[Excerpted passage]
┌────────
8.4.7.2 Effect of a pardon
The granting of a pardon in another country does
not necessarily render the person concerned admissible to Canada. The
Federal Court of Appeal considered the effect of a pardon in a foreign
jurisdiction in Burgon. 65
The Court concluded that in using the word "convicted" in section
19, Parliament meant a conviction that has not been expunged pursuant
to any other legislation it had enacted. The Court further held that when
the laws and legal system of the foreign country are substantially similar
to those of Canada in purpose, content and result, effect should be given
to a foreign pardon unless there is good reason not to do so.
The further question to consider is whether the U.K. legislation,
which is similar in purpose, but not identical to the Canadian law,
should be treated in the same way. In both countries, certain offenders
are granted the advantage of avoiding the stigma of a criminal record
so as to facilitate their rehabilitation. There is no good reason for
Canadian immigration law to thwart the goal of this British legislation,
which is consistent with the Canadian law. Our two legal systems are
based on similar foundations and share similar values
.
Unless there is some valid basis for deciding otherwise, therefore,
the legislation of countries similar to ours, especially when their
aims are identical, ought to be accorded respect. While I certainly
agree with Justice Bora Laskin that the law of another country cannot
be "controlling in relation to an inquiry about criminal convictions
to determine whether immigration to Canada should be permitted"
(see Minister of Manpower and Immigration v. Brooks, [1974]
S.C.R. 850,
at page 863), we should recognize the laws of other countries which
are based on similar foundations to ours, unless there is a solid rationale
for departing therefrom
.
There being no "conviction" in the U.K., and there being
no reason to refuse to grant recognition to the law of the U.K., which
is similar to ours, Ms. Burgon was not "convicted" as that
term is used in paragraph 19(1)(c) of the Immigration Act.
The rationale in Burgon, in relation to
the United Kingdom Powers of Criminal Courts Act, 1973, 66
was applied in Barnett 67
where the applicant, who had been convicted of burglary in the United
Kingdom, benefited from the Rehabilitation and Offenders Act, 1974.
└────────
[Information provided]
┌────────
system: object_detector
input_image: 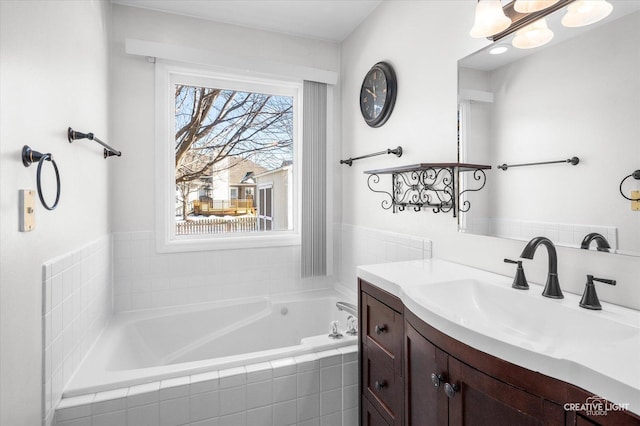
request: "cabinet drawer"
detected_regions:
└────────
[Directive A]
Do these statements agree with the passage on the effect of a pardon? Answer yes or no for each, quoting the words of the passage that decide it.
(i) A pardon granted in another country always makes the person admissible to Canada.
(ii) Ms. Burgon was found not to have been "convicted" within the meaning of paragraph 19(1)(c) of the Immigration Act.
(iii) The applicant in Barnett had been convicted of fraud in the United Kingdom.
[Directive B] In the passage on the effect of a pardon, which court considered the effect of a foreign pardon in Burgon?
[Directive C] Reproduce the passage on the effect of a pardon word for word between "The rationale in" and "Offenders Act, 1974.", inclusive.
The listing plays no part in this.

[Correct result A]
(i) No: "The granting of a pardon in another country does not necessarily render the person concerned admissible to Canada."
(ii) Yes: "Ms. Burgon was not "convicted" as that term is used in paragraph 19(1)(c) of the Immigration Act."
(iii) No: "who had been convicted of burglary in the United Kingdom"

[Correct result B] The Federal Court of Appeal.

[Correct result C]
The rationale in Burgon, in relation to
the United Kingdom Powers of Criminal Courts Act, 1973, 66
was applied in Barnett 67
where the applicant, who had been convicted of burglary in the United
Kingdom, benefited from the Rehabilitation and Offenders Act, 1974.